#### WRITTEN PROBLEM:
Print every one of the following items word for word, with no changes.

#### SUPPLIED RECORDS:
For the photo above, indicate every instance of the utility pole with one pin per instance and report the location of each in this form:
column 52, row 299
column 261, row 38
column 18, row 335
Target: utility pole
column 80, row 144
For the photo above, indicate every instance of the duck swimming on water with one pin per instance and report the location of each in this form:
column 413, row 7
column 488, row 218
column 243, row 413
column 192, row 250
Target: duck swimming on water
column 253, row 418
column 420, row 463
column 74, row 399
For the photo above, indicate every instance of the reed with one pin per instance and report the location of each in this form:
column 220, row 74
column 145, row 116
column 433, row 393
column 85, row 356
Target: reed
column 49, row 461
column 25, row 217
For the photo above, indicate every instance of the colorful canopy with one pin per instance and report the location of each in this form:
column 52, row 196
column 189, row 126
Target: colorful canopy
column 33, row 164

#### ANSWER TO THIS EXERCISE:
For the photo above, indicate every instance of the utility pole with one pin per instance and report the location of each in this form:
column 52, row 299
column 261, row 38
column 18, row 335
Target: utility pole
column 80, row 144
For the photo above, indicate every instance of the duck swimming on water with one pin per instance and report the location of each in this form:
column 413, row 7
column 488, row 218
column 243, row 413
column 192, row 250
Target: duck swimming on water
column 253, row 418
column 420, row 463
column 74, row 399
For the photo above, indicate every instance of the reed with one pin per instance and report the location of each in this form:
column 220, row 74
column 145, row 116
column 433, row 393
column 85, row 356
Target: reed
column 49, row 461
column 25, row 217
For the photo above, indicate every instance of the colorful canopy with one pin per instance and report the location of each in this form:
column 52, row 196
column 189, row 126
Target: colorful canopy
column 33, row 164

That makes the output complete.